Kata Ahmad Taufan Damanik, Komnas HAM sudah memanggil pihak Kementerian Lingkungan Hidup dan Kehutanan (KLHK) terkait laporan dugaan pelanggaran HAM yang disampaikan warga.
"Juga akan menurunkan tim untuk melakukan investigasi untuk mengusut pelanggaran HAM di areal konsesi PT DPM pada bulan Januari 2022," kata Ahmad Taufan yang hadir secara zoom.
Dalam paparannya, Ahmad Taufan mengatakan, Komnas HAM menerima ratusan pengaduan pelanggaran HAM di berbagai sektor, di antaranya perkebunan baik milik pemerintah dan swasta, infrastruktur yang dikerjakan oleh Kementerian PUPR dan BUMN, dan sektor pertambangan.
"Banyak pengaduan dari warga atas klaim konflik sumber daya alam dan kasus pencemaran lingkungan yang mengakibatkan hilangnya ruang hidup warga," kata Ahmad.
Disebutkannya, penegakan, penghormatan dan perlindungan HAM di Indonesia terkait konflik sumber daya alam masih menjadi persoalan yang belum tuntas. Kerap sekali aparat penegak hukum justru digunakan memukul balik masyarakat yang melakukan penolakan atas investasi.
Masyarakat ditangkap, digusur, dikriminalisasi dan diintimidasi karena mempertahankan ruang hidupnya, walau sebenarnya hal itu seharusnya tidak perlu dilakukan. Karena apa yang dilakukan masyarakat memiliki sebab akibat untuk mempertahankan hak dan ruang hidupnya.
"Seharusnya aparat keamanan menempatkan diri dengan prinsip imparsial atau tidak memihak dan mengendepankan prinsip-prinsip penegakan dan perlindungan HAM," ucapnya.
Turun ke Lapangan
Narasumber lainnya, Koordinator Jatamnas, Merah Johansyah menyampaikan, sebaiknya Komnas HAM tidak hanya melakukan pendekatan sektoral dan harus turun ke lapangan melakukan invetigasi langsung, serta mendesak KLHK untuk tidak melanjutkan proyek ini, karena berpotensi mengancam ruang hidup masyarakat.
Lebih lanjut dijelaskannya, ekspansi tambang semakin besar dan meluas demi memenuhi gaya hidup kapitalistik dan didukung penuh oleh "perkawinan" mesra antara negara dengan korporasi. Misalnya kebijakan yang dianggap sia-sia dengan status hutan lindung, tetapi justru di peruntukkan untuk kawasan konsesi tambang.

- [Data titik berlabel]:
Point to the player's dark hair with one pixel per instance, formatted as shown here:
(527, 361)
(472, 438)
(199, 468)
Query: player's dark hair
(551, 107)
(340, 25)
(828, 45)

- [Daftar Tugas]:
(a) Ganti "Komnas HAM" dengan "Komisi Nasional Hak Asasi Manusia" pada bagian kutipan yang terbentang dari "Kata Ahmad Taufan Damanik, Komnas" hingga "dan sektor pertambangan.", lalu tuliskan bagian tersebut.
(b) Teruskan kutipan tentang pengaduan pelanggaran HAM ke Komnas HAM, mulai setelah kalimat terakhirnya.

- [Hasil per Tugas]:
(a)
Kata Ahmad Taufan Damanik, Komisi Nasional Hak Asasi Manusia sudah memanggil pihak Kementerian Lingkungan Hidup dan Kehutanan (KLHK) terkait laporan dugaan pelanggaran HAM yang disampaikan warga.
"Juga akan menurunkan tim untuk melakukan investigasi untuk mengusut pelanggaran HAM di areal konsesi PT DPM pada bulan Januari 2022," kata Ahmad Taufan yang hadir secara zoom.
Dalam paparannya, Ahmad Taufan mengatakan, Komisi Nasional Hak Asasi Manusia menerima ratusan pengaduan pelanggaran HAM di berbagai sektor, di antaranya perkebunan baik milik pemerintah dan swasta, infrastruktur yang dikerjakan oleh Kementerian PUPR dan BUMN, dan sektor pertambangan.

(b)
Pelanggaran HAM dalam Industri ekstraktif dimensinya luas, karena akan mengancam ruang sosial, budaya, ekologi, sumber air, sungai, tanah dan hutan disekitar masyarakat yang merupakan bagian hak dasar atau HAM.
"Hampir 44 persen daratan di Indonesia saat ini sudah dikapling menjadi areal konsensi tambang. Hal ini adalah kejahatan atau pelanggaran HAM berat yang akan kita hadapi ke depan di seluruh pelosok nusantara," sebutnya.
Veryanto Sitohang dari Komnas Perempuan menyebutkan, pengaduan warga atas pelanggaran HAM di areal konsesi tambang PT DPM sudah masuk daftar pengaduan Komnas Perempuan yang akan segera ditindaklanjuti.
"Saat ini kami sedang menyelesaikan laporan kunjungan lapangan pada bulan November lalu di beberapa desa di sekitar areal tambang PT. DPM," kata Veryanto.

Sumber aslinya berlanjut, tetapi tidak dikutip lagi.